Lay out the part of the data from the line containing "beige floor tile." through the end of the data, including both, as a numbered list without blank lines.
* start The records *
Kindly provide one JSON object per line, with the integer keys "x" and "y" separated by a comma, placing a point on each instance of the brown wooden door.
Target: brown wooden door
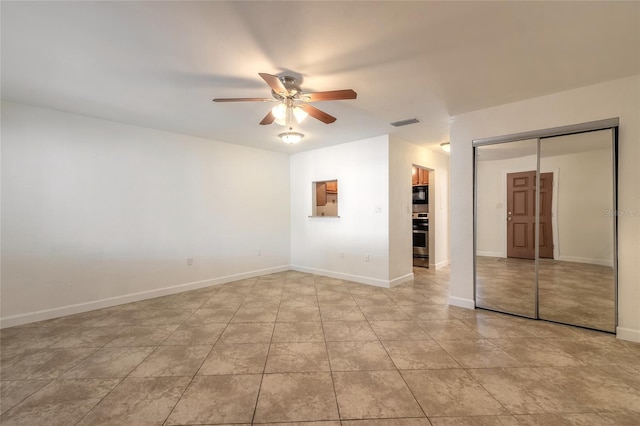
{"x": 521, "y": 214}
{"x": 546, "y": 234}
{"x": 521, "y": 218}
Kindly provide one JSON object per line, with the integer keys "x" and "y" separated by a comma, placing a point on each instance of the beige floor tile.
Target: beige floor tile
* end The records *
Solution to this problem:
1. Kindly provide one JSON object per line, with the integer keys "x" and "y" separated by a comma, placing a point on each instance of the beige floor tile.
2. Target: beige floor tile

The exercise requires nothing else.